◆ PROBLEM REQUIREMENTS
Without including any pictures, give back all of the data exactly.

MATERIAL TO PROCESS below:

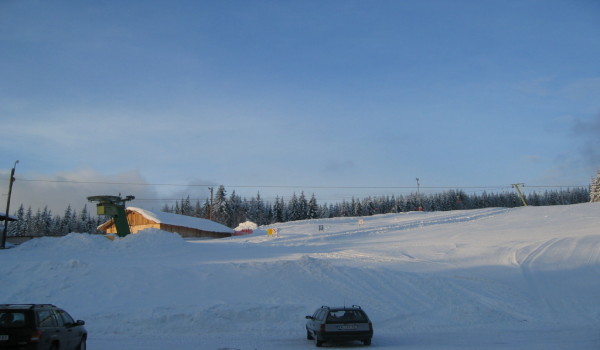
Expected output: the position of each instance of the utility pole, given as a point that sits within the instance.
(420, 208)
(521, 196)
(10, 182)
(210, 208)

End of MATERIAL TO PROCESS.

◆ PROBLEM SOLUTION
Expected output: the position of each instance of the utility pole, given as a point that sits within the instance.
(420, 208)
(521, 196)
(10, 182)
(210, 208)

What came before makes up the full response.